About this exercise: Having found the line containing "of the green" in the data below, reproduce that line and each one after it to the end, exactly, and include nothing else.

Information:
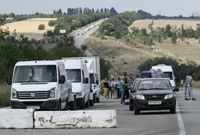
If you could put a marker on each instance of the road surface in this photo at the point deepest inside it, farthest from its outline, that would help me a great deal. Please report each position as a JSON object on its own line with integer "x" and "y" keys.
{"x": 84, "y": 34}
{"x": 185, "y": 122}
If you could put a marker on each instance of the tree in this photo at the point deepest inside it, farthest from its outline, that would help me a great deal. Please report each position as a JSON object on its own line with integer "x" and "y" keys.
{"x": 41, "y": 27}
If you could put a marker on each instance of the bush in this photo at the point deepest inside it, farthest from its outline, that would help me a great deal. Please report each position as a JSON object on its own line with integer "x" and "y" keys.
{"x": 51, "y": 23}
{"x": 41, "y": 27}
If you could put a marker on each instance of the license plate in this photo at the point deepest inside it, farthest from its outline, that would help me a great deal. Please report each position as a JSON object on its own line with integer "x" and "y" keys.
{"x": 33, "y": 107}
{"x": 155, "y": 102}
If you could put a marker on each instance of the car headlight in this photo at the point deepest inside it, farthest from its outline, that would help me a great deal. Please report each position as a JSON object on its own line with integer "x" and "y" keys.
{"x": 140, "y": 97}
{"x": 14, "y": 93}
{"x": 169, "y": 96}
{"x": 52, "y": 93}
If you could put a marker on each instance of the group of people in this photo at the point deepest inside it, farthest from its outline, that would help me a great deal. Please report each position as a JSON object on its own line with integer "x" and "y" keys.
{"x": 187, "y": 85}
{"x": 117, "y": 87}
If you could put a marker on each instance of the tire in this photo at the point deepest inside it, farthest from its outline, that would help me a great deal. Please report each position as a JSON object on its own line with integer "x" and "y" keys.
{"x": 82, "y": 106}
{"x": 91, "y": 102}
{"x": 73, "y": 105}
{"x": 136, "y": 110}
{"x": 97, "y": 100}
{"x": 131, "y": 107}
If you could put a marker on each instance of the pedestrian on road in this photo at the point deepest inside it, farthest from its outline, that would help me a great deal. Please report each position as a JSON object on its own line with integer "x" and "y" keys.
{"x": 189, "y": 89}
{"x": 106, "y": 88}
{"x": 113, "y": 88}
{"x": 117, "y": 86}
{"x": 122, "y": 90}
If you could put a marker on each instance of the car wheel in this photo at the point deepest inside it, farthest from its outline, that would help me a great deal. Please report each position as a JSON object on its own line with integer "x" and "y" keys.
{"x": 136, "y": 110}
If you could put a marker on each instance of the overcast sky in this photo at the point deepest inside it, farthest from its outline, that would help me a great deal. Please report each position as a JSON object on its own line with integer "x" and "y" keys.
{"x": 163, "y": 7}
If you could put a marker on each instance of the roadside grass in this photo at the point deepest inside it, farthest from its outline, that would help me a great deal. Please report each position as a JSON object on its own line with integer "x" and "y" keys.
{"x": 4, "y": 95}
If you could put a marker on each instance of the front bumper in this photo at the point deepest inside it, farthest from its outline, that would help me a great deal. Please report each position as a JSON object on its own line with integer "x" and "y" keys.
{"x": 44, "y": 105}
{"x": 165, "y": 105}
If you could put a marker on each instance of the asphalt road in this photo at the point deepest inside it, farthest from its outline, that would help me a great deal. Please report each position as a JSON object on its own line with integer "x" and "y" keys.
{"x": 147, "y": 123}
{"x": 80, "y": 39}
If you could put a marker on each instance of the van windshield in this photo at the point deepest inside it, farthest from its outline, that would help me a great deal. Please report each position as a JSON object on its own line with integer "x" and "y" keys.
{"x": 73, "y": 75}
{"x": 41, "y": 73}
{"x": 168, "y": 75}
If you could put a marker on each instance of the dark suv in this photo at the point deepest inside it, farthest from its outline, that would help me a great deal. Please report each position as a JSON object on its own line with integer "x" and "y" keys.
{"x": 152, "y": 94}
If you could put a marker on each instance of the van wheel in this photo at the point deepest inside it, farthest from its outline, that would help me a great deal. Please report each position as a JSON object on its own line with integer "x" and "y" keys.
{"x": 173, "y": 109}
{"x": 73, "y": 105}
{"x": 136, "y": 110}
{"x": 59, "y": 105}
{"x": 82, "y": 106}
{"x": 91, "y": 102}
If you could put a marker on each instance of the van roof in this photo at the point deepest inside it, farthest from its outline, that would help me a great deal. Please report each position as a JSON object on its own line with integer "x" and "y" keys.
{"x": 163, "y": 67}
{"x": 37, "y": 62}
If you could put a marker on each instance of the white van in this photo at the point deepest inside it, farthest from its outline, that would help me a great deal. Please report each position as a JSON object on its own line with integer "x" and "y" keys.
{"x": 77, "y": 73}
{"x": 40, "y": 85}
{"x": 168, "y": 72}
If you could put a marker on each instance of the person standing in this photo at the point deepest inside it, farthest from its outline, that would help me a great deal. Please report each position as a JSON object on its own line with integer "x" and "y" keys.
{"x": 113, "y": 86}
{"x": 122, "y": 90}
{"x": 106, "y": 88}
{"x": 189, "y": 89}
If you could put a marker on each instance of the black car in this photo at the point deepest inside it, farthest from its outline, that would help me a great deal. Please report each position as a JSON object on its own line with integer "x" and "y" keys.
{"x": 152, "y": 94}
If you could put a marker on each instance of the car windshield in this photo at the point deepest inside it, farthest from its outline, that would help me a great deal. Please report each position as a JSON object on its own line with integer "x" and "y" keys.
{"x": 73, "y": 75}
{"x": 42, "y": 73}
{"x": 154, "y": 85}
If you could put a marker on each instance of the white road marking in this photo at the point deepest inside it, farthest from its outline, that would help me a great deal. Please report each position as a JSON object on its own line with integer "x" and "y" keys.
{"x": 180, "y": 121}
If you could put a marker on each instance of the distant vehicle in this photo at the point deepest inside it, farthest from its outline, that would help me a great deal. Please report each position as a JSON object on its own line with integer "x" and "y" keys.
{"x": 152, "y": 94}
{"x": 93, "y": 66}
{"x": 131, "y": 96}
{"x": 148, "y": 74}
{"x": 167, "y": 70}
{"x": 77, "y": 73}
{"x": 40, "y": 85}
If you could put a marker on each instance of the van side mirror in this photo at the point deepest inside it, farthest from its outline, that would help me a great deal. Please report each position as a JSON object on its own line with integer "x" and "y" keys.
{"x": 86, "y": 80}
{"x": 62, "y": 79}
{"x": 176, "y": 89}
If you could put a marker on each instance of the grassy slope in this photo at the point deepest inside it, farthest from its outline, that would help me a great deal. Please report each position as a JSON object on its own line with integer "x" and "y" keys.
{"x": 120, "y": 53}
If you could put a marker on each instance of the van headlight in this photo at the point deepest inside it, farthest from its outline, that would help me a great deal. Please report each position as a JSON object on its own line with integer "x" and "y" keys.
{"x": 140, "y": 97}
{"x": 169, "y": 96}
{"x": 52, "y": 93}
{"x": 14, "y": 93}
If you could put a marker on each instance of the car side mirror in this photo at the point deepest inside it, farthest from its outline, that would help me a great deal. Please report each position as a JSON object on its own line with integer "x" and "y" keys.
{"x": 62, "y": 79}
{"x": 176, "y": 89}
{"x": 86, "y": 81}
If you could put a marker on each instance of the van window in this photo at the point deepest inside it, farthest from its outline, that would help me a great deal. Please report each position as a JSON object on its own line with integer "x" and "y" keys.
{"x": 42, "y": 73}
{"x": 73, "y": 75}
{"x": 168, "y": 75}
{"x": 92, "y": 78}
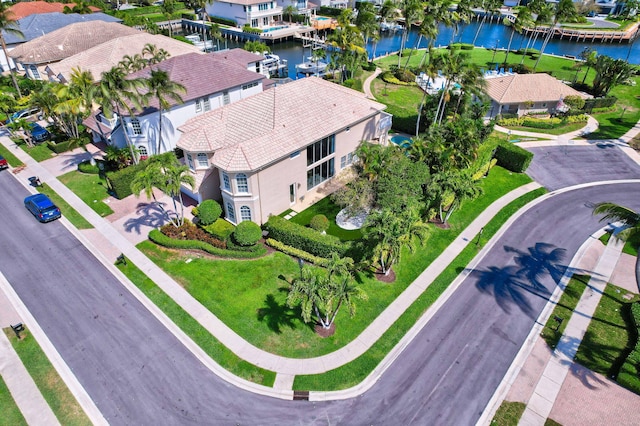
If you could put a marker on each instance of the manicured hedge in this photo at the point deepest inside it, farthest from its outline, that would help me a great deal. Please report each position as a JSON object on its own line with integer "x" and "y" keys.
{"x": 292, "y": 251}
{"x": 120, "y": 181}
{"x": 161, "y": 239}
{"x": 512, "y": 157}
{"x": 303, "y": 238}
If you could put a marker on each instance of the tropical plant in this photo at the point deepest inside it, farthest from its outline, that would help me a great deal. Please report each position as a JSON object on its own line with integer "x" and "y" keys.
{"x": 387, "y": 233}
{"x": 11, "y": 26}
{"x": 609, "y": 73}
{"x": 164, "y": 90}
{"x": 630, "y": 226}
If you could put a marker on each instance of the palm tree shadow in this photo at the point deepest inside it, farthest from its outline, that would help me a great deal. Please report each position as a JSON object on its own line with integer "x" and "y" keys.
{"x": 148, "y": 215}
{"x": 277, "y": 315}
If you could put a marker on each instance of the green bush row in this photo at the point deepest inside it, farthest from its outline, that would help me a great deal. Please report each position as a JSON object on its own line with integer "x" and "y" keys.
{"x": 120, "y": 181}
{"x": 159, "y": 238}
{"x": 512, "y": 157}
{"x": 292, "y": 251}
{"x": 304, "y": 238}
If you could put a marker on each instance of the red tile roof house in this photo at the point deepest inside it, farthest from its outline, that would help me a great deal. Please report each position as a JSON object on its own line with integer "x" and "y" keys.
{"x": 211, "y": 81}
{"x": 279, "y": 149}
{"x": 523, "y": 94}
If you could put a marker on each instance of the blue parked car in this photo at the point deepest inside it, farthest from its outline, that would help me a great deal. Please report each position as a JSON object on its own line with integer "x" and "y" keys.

Solution to the problem:
If you could put a marker on each instance of the green bush row in this photo at the point deepest inside it, farthest from its outline, that would help me a great deal. Please report each position as a JSON object on its own line with integer "x" and "y" keys.
{"x": 120, "y": 181}
{"x": 159, "y": 238}
{"x": 512, "y": 157}
{"x": 292, "y": 251}
{"x": 304, "y": 238}
If you could put a marker on each instance of the red tile roof house in this photo at the point deepest inside it, farthest from its outline, that would help me a great deal. Please report each position as a JSON object on its own line with integer "x" and "y" keys.
{"x": 211, "y": 81}
{"x": 279, "y": 149}
{"x": 523, "y": 94}
If you could put a marker on each instance of the blue parked car in this photo at the point deepest inside it, farthest from its outline, that would help me a great deal. Please report each position as a JSON object on its own line with integer "x" and "y" keys.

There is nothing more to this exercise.